• [Written request a] Return every line of the rows below that contains the word "form".

• [Passage provided]
— BEGIN —
Still, while external SSDs are cheaper than they were a few years ago (see the best we’ve tested at the link), they’re far from a complete replacement for spinning drives. Larger external drives designed to stay on your desk or in a server closet still almost exclusively use spinning drives, taking advantage of platter drives’ much higher capacities and much lower prices compared with SSDs.
And portable hard drives can be a great value if what you need is raw capacity above all else. You can find a 2TB portable hard drive with ease (possibly even a 4TB one, depending on the day) for less than $100. A 2TB SSD, though? Expect to pay at least four or five times as much as you would for that 2TB hard drive. And let’s not even about the cost of a 4TB SSD.
Physical Size Matters: Get a Desktop Drive, or a Portable One?
— END —
• [The input]
— BEGIN —
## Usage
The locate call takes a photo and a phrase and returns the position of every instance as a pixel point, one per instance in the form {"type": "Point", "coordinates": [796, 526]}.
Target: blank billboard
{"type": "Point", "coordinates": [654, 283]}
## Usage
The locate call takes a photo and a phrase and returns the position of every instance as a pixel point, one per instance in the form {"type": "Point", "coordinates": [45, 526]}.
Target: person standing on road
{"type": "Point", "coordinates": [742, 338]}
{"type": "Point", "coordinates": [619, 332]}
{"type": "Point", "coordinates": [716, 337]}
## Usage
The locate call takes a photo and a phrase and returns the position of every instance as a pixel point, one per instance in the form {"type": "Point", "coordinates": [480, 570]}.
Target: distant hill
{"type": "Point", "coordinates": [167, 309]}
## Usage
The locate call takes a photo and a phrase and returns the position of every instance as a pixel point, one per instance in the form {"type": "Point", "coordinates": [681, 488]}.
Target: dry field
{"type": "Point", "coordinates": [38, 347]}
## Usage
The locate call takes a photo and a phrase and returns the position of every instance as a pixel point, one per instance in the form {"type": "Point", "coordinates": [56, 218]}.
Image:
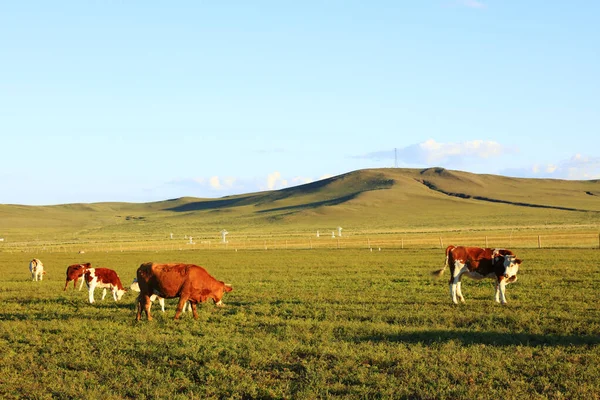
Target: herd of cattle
{"type": "Point", "coordinates": [192, 284]}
— END —
• [Written request b] Write the next part of the passage on external hard drives and SSDs, picking up after its final heading.

• [Result a]
The locate call takes a photo and a phrase and returns the position of every instance as a pixel point, one per instance in the form {"type": "Point", "coordinates": [796, 526]}.
The locate call takes a photo and a phrase and returns the position of every instance as a pixel point, one per instance in the form {"type": "Point", "coordinates": [45, 526]}.
The locate call takes a photo and a phrase and returns the position of every instance as a pixel point, one per instance in the form {"type": "Point", "coordinates": [480, 570]}.
The locate call takes a photo and a phrase and returns the position of every instance as a pixel point, one per instance in the form {"type": "Point", "coordinates": [681, 488]}.
The locate call takes a photo and a phrase and returns the position of every instance as a pixel point, one per instance in the form {"type": "Point", "coordinates": [56, 218]}.

• [Result b]
If you have a large media-file collection—perhaps you are a photo or video editor, or maybe a movie buff—you’ll likely need several terabytes of space in which to store it. In that case, your best option is a desktop-class hard drive. We define these as having one or more spinning-platter drives inside and requiring a dedicated power cable plugged into AC power to work. (Of course, in this scenario, your files are going to have to stay at your desk.)
A desktop drive with a single platter mechanism inside will typically use a 3.5-inch drive inside and comes in capacities up to 12TB, though a few 16TB single drives in external chassis have started to emerge. Most are roughly 5 inches tall and 2 inches wide. In addition to storing large media collections, these drives can also serve as inexpensive repositories for backups of your computer’s hard drive that you schedule, using either software that comes with the drive or a third-party backup utility.
The next size up for consumer desktop drives is about the same height but twice as wide, to accommodate more than one platter-based hard drive mechanism in the chassis. These larger models are more expensive but also much more capacious—think 16TB or more (in that case, populated by two 8TB drive mechanisms). In the case of these and single-platter-drive products, you’re not meant to swap out the drive or drives inside.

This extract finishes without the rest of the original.